**AIM OF THE TASK:** Arrange every line of the entries below as a numbered list, leaving out any blank lines.

## Start GIVEN RECORDS

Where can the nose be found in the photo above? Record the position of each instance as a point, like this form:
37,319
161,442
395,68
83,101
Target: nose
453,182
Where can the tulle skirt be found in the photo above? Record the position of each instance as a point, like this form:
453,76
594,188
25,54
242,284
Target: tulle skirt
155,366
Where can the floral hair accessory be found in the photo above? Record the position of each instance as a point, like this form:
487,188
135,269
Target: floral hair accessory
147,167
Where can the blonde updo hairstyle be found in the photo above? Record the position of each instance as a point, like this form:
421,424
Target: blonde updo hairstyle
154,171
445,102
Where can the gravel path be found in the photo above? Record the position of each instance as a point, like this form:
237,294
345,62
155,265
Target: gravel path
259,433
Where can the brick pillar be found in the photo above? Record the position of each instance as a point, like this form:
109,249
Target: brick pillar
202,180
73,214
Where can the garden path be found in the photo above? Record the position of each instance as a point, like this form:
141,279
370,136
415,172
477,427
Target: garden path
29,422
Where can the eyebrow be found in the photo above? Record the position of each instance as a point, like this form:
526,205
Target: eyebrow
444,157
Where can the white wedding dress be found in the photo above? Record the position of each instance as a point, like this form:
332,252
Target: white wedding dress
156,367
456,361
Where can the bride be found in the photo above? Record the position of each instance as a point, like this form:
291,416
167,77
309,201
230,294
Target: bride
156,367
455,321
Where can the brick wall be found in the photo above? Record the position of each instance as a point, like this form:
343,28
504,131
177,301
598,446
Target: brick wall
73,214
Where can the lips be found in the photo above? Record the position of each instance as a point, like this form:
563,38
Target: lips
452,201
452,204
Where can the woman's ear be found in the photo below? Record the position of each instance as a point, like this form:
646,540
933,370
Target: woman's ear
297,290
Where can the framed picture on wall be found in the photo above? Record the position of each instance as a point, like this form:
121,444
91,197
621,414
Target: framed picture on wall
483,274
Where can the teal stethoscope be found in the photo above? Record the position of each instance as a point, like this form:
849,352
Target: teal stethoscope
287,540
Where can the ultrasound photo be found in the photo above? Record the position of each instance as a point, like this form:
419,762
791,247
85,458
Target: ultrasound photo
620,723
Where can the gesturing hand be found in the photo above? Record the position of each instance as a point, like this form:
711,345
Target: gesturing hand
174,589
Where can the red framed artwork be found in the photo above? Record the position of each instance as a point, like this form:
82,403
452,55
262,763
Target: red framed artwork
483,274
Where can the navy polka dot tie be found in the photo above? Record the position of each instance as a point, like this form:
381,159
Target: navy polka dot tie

## End GIVEN RECORDS

**SOLUTION TO THE EXERCISE:**
1. Where can the nose be found in the photo above? Record the position of each instance as a point, like this form:
2. 37,319
3. 161,442
4. 395,68
5. 83,101
6. Target: nose
7. 453,182
8. Where can the tulle skirt be found in the photo above? Record the position of each instance as a point, like this form:
9. 453,76
10. 594,188
11. 25,54
12. 242,284
13. Target: tulle skirt
14. 155,366
15. Where can the floral hair accessory be found in the photo above? Record the position of each instance as a point, like this form:
16. 487,188
17. 135,269
18. Target: floral hair accessory
19. 147,167
20. Where can the blonde updo hairstyle be found in the photo above? Record the position of each instance as a point, like this form:
21. 421,424
22. Target: blonde updo hairstyle
23. 154,171
24. 445,102
25. Where can the gravel path be found in the photo above? Record the position of each instance as a point, like this form:
26. 237,294
27. 345,62
28. 155,265
29. Target: gravel path
30. 259,433
31. Where can the brick pillar be found in the photo above? Record the position of each instance as a point, like this form:
32. 109,249
33. Target: brick pillar
34. 202,180
35. 73,214
36. Where can the garden path be found in the photo above? Record the position of each instance as a point, like this form:
37. 141,279
38. 370,136
39. 415,172
40. 477,427
41. Target: garden path
42. 29,422
43. Where can the eyebrow be found in the photo above? Record the position of each instance as a point, like this form:
44. 526,205
45. Target: eyebrow
46. 444,157
47. Where can the white wedding dress be found in the photo above? Record the position of each instance as a point, like this form:
48. 332,252
49. Target: white wedding dress
50. 156,367
51. 456,361
52. Where can the bride be found in the photo above? Record the position of each instance as a point, like this form:
53. 291,416
54. 167,77
55. 309,201
56. 230,294
57. Target: bride
58. 156,367
59. 455,321
60. Where can the brick wall be found in the photo above? Record the position of each instance as a point, like this form:
61. 343,28
62. 504,131
63. 177,301
64. 598,446
65. Target: brick wall
66. 73,214
67. Where can the lips be found in the photo above? Record the position of each instance as a point, like this form:
68. 563,38
69. Target: lips
70. 452,201
71. 452,204
72. Where can the woman's ear be found in the photo below? Record the position of each instance as a point, like this form:
73. 646,540
74. 933,370
75. Target: woman's ear
76. 297,290
77. Where can the framed picture on wall be found in the photo above? Record the position of each instance as a point, like this form:
78. 121,444
79. 91,197
80. 621,414
81. Target: framed picture on wall
82. 483,274
83. Where can the teal stethoscope be found in the photo above? Record the position of each instance as a point, like this form:
84. 849,352
85. Target: teal stethoscope
86. 287,540
87. Where can the ultrasound photo be found in the photo above? Record the position of each instance as a point, like this form:
88. 419,762
89. 791,247
90. 85,458
91. Target: ultrasound photo
92. 620,723
93. Where can the gesturing hand be found in the photo above? Record the position of each instance as a point, like this form:
94. 711,345
95. Target: gesturing hand
96. 174,589
97. Where can the red framed artwork be found in the photo above? Record the position of each instance as a point, like this form:
98. 82,403
99. 452,55
100. 262,763
101. Target: red framed artwork
102. 483,274
103. Where can the navy polka dot tie be found in the photo above? Record the position of each instance as a point, like this form:
104. 381,159
105. Target: navy polka dot tie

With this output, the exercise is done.